COMPLETE THE FOLLOWING:
a - Please rewrite the paragraph of the text on religion in American politics that begins "On the Democratic side, Secretary Clinton" as a short bulleted list that keeps its main facts.
b - In the text on religion in American politics, which two billionaires does Prof. Elizabeth Sanders name as the most visible influence of religion?

TEXT TO READ:

Religion in American Politics

Prof. David Bateman, government, said he believes religion has been an important factor in American politics for decades, playing two interrelated roles.

“[Religion affects politics] as a shaper of broad public opinion and as a network of groups organized around religious identities or what they see as religiously mandated policy objectives,” Bateman said. “Since the 1970s, the latter has played an outsized role in Republican politics, while the former has and continues to influence the actions of officials from both parties.”

However, this influence may be changing, according to Bateman.

“I actually think it might be playing less of a role — or a less clear role — this time than in the past,” he said.

Prof. Ross Brann, near eastern studies, said the successes of Sen. Bernie Sanders (D-Vt.) and former Secretary of State Hillary Clinton’s campaigns are evidence of the decreased role of religious values.

“On the Democratic side, Secretary Clinton is also known as devoted to her faith but otherwise does not gesture much towards it as a candidate,” Brann said. “Only Sen. Sanders deviates from this general picture. He speaks of his lack of religious belief but asserts that his Jewish heritage inspires his socio-economic outlook and policy proposals.”

Brann said that although Sanders has not made his religious beliefs central to his campaign, his candidacy reveals the integration of American Jews.“Because it is not regarded as a breach of what ought to be possible it is a reminder of the full integration and acceptance of Jewish Americans in American society,” Brann said.

Prof. Elizabeth Sanders, government, agreed with Brann, describing Clinton and Sanders as “thoroughly secular.”

“The most visible influence of religion would be the role of billionaires like Sheldon Adelson and Paul Singer, both strongly supportive of the Israeli occupation, and able to promote their candidates, up to a certain point,” Sanders said.

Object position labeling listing
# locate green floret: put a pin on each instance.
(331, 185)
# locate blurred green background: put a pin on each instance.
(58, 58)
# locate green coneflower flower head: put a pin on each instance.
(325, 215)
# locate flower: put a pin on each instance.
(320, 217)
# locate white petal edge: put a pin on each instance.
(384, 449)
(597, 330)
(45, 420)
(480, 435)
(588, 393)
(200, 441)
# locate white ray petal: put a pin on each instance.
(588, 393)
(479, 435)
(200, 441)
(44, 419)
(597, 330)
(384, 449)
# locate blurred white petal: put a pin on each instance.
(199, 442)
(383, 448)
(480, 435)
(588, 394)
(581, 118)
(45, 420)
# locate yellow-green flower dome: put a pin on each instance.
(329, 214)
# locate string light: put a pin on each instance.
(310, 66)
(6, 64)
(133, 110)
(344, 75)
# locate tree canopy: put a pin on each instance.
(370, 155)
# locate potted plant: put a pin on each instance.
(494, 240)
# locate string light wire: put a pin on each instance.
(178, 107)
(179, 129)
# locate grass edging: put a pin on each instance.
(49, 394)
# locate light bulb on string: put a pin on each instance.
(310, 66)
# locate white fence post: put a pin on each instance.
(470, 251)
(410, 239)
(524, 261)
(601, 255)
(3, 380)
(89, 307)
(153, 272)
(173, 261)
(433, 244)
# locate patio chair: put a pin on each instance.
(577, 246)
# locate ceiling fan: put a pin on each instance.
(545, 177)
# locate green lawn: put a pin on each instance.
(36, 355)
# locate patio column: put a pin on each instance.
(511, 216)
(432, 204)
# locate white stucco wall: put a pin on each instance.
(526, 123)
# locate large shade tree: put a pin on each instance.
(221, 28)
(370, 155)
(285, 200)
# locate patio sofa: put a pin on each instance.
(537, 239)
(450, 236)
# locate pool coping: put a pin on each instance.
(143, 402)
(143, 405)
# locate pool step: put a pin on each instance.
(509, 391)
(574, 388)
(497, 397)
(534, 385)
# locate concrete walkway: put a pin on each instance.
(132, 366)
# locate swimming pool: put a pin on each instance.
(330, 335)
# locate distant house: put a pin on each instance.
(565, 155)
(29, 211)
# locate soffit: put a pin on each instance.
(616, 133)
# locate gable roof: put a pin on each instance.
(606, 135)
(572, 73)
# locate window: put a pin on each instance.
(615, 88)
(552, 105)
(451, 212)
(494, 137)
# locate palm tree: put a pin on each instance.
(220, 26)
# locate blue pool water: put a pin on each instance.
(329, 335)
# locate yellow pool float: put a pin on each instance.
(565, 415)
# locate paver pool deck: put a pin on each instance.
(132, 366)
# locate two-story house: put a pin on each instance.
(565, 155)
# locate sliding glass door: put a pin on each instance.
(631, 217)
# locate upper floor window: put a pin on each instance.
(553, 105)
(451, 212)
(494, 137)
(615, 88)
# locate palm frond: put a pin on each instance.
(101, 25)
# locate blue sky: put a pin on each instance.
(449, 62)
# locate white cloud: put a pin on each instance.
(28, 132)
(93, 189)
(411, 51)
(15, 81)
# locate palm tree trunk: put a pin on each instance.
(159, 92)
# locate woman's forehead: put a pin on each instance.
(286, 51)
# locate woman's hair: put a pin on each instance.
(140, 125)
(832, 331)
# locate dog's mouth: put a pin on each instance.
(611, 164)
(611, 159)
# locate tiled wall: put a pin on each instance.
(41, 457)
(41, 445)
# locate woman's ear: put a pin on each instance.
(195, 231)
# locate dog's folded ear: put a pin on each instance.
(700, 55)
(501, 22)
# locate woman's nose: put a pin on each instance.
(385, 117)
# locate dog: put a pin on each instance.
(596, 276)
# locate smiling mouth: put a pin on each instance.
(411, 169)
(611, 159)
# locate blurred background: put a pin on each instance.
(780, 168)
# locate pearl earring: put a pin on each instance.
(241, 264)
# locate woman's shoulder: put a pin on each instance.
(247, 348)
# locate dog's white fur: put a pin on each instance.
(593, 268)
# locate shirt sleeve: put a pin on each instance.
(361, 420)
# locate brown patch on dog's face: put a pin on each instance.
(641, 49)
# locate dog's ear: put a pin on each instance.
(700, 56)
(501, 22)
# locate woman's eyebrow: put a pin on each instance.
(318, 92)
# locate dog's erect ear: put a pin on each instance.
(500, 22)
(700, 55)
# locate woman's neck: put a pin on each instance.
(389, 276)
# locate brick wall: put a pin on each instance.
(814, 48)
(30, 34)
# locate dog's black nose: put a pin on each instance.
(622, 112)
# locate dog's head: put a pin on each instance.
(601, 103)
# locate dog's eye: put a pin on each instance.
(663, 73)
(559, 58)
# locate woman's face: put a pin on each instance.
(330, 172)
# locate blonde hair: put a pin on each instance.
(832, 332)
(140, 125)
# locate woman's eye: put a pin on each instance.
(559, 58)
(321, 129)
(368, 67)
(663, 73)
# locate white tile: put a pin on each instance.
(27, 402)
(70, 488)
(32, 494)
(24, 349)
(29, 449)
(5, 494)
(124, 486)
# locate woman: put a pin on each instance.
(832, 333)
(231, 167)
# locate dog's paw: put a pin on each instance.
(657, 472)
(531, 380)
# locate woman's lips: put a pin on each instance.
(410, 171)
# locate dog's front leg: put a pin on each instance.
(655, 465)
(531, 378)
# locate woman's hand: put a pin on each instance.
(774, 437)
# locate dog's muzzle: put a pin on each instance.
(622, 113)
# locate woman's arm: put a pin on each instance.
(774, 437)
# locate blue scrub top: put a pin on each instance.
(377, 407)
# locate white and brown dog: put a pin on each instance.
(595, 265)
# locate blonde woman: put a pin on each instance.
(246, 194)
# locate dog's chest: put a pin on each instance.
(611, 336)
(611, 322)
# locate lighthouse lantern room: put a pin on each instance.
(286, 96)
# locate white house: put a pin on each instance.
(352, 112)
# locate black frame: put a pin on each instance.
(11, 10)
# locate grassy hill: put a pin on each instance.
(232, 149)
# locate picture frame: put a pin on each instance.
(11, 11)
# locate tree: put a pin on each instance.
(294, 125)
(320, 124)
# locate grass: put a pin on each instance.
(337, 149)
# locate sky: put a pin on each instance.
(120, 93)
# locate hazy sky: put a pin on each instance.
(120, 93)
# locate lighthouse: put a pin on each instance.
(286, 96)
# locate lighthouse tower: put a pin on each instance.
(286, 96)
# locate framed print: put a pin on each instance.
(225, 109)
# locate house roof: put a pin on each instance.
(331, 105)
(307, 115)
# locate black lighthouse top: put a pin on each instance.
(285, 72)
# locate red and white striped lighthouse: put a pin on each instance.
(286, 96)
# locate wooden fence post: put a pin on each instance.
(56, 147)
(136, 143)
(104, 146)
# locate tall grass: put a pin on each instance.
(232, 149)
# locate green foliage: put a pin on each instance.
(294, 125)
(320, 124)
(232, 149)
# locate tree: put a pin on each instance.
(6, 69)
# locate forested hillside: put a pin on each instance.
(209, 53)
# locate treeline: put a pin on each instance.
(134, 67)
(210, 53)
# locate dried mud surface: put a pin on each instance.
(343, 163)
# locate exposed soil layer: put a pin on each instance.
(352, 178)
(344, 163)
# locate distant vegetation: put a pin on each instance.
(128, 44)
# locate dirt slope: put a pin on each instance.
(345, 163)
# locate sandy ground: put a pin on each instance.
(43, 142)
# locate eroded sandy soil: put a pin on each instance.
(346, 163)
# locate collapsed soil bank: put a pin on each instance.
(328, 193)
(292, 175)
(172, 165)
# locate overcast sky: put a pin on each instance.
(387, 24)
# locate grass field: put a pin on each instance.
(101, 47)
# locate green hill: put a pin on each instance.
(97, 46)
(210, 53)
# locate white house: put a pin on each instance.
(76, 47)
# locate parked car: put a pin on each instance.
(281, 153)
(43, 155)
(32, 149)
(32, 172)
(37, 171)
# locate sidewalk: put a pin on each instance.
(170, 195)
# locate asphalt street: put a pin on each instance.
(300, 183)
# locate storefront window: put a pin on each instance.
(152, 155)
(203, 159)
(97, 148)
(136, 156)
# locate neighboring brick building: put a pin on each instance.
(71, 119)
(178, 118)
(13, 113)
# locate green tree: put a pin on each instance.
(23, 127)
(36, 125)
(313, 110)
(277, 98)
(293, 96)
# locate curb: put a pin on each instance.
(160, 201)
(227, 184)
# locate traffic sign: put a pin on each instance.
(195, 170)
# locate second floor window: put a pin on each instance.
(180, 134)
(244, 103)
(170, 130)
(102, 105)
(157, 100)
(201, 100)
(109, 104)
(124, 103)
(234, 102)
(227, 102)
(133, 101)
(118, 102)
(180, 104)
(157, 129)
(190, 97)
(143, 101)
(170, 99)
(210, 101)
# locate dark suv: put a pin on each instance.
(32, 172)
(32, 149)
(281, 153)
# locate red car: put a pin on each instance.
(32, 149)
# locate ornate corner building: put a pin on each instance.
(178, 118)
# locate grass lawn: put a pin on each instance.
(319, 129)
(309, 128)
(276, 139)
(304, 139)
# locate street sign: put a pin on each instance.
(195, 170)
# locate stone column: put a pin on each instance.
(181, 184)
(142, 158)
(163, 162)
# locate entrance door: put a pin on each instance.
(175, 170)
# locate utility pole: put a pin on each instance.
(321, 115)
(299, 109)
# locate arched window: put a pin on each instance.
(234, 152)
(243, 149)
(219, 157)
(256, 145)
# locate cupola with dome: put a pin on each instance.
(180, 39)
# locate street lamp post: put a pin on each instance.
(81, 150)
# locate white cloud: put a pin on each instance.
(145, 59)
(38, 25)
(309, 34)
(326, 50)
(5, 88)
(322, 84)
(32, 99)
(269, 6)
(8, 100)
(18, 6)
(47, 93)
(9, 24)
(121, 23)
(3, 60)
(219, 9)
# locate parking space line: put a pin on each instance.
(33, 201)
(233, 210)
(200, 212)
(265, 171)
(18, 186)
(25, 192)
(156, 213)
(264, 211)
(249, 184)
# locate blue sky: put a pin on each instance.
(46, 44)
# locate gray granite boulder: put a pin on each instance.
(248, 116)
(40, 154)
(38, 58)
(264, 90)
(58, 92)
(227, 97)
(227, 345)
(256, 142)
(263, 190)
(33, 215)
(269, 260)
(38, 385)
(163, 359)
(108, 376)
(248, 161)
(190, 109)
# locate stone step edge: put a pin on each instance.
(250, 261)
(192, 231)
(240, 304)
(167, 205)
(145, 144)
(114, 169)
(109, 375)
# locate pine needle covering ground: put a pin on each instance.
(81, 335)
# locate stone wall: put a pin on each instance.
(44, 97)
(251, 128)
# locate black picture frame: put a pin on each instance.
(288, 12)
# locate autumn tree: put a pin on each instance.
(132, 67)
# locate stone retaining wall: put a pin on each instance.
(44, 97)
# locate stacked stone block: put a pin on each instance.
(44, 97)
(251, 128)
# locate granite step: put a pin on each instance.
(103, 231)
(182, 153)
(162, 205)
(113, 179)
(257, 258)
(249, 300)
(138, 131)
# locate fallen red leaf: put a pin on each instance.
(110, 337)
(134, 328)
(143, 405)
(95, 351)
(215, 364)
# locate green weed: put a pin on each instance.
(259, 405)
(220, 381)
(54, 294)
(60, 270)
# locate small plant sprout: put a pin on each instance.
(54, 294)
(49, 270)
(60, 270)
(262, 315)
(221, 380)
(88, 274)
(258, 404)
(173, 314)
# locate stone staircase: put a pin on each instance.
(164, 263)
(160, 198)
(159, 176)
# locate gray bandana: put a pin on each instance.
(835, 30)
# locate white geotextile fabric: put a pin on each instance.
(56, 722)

RESULTS FOR EACH TASK:
a -
- According to Brann, Clinton is known as devoted to her faith but rarely gestures toward it as a candidate.
- Sanders is the only one who deviates from this general picture.
- Sanders speaks of his lack of religious belief.
- He asserts that his Jewish heritage inspires his socio-economic outlook and policy proposals.

b - Sheldon Adelson and Paul Singer.